Edit the lines from the one containing "Practice step: put one dot on every instance of the rainbow" down to the one containing "Target: blurred background" by replacing "Practice step" with "Warm-up step" and changing nothing else. Write out only those lines, leaving the pictures out.

[Dataset records]
- - - - -

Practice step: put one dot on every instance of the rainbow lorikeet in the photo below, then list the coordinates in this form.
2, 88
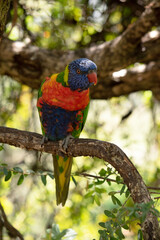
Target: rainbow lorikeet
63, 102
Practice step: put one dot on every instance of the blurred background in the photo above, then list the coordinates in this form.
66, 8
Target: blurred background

- - - - -

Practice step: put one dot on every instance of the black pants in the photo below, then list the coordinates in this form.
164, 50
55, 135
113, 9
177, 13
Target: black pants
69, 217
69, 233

- - - - -

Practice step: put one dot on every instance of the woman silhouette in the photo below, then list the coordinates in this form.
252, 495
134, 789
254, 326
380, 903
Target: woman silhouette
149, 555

- - - - -

## Solution to this exercise
Warm-up step: put one dot on every instance of the rainbow lorikeet in the photo below, then list the coordinates in this form.
2, 88
Target: rainbow lorikeet
63, 102
Warm-up step: put one dot on every instance of the blurred background in the photo above, then list the coordinates in this form.
66, 8
Target: blurred background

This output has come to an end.